What is being asked — Pick each line containing the word "smoke" out of the data below.

Dataset records —

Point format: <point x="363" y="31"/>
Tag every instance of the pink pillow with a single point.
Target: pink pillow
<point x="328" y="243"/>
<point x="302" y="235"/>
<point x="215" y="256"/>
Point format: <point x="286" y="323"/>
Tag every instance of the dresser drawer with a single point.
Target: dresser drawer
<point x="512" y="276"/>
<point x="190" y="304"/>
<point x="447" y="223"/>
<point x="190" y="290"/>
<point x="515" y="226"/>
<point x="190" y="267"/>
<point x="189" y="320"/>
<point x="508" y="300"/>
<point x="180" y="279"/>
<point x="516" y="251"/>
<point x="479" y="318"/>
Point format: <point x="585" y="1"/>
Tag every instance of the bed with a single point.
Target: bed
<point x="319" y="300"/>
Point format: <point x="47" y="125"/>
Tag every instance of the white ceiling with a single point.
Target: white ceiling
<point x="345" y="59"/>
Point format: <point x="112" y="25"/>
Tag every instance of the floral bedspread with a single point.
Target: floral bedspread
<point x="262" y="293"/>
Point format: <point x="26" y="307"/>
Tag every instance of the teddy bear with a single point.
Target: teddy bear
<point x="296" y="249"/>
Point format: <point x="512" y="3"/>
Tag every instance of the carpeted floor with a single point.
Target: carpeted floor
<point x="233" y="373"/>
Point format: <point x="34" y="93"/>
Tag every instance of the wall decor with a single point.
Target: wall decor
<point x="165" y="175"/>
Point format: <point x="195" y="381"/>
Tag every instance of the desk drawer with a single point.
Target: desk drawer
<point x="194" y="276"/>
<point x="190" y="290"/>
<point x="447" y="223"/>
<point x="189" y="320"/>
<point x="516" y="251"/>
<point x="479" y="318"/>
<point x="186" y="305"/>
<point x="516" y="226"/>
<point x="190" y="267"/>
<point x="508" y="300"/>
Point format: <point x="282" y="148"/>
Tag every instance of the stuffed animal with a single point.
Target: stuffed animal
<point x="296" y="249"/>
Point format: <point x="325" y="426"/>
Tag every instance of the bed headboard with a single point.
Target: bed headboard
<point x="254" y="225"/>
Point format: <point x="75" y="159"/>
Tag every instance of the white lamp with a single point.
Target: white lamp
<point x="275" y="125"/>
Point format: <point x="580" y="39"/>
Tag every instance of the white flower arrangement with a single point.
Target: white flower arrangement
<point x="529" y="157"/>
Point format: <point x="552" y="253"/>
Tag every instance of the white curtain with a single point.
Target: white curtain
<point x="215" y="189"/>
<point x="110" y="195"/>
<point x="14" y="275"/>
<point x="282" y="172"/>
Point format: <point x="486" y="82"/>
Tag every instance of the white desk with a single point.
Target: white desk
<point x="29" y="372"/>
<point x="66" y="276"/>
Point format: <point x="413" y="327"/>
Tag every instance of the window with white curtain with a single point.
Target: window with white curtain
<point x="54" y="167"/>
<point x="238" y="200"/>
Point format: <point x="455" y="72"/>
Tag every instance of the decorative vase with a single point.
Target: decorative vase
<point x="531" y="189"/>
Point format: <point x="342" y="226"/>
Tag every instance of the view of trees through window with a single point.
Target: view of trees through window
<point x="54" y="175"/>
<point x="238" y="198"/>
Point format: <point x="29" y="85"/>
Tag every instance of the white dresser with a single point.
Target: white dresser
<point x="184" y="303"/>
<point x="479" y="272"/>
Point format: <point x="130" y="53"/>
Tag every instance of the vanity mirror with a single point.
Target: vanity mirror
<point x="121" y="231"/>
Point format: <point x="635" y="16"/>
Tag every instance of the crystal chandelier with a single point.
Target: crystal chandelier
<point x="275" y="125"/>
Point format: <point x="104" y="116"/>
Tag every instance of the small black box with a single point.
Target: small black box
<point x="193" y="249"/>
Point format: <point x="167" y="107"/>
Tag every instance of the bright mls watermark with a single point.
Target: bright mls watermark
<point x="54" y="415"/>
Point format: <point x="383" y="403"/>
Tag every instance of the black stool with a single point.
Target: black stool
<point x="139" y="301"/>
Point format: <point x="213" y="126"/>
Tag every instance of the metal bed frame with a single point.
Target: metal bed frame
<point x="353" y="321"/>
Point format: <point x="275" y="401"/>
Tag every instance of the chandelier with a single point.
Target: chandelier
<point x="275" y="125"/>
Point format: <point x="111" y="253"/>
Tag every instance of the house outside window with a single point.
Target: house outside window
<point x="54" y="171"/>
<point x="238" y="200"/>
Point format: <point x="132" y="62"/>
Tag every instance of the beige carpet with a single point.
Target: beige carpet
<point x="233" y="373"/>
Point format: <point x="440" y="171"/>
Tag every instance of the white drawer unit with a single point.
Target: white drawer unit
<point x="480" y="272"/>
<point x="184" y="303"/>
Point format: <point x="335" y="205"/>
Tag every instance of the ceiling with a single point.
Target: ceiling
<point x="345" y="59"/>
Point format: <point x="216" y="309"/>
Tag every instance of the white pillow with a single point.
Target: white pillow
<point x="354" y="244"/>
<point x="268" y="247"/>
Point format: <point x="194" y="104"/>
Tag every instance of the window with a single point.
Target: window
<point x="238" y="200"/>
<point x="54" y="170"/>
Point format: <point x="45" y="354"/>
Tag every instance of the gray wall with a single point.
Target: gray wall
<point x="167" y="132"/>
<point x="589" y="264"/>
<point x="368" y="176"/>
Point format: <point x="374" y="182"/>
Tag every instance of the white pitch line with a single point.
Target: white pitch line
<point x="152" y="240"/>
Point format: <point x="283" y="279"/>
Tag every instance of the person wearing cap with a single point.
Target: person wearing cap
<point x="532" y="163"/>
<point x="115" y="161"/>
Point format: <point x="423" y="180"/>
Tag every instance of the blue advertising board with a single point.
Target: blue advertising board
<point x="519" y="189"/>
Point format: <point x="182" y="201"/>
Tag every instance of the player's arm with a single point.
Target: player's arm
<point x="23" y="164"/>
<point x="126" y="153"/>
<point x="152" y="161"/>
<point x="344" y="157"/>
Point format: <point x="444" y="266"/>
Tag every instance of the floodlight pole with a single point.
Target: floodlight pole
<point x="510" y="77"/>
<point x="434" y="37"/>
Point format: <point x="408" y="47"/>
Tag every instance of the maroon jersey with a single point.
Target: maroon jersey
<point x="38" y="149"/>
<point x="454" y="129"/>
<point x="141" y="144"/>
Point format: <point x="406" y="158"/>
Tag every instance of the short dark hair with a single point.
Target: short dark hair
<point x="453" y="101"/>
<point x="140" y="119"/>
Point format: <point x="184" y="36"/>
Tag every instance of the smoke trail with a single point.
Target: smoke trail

Response area —
Tag every instance of the smoke trail with a single point.
Target: smoke trail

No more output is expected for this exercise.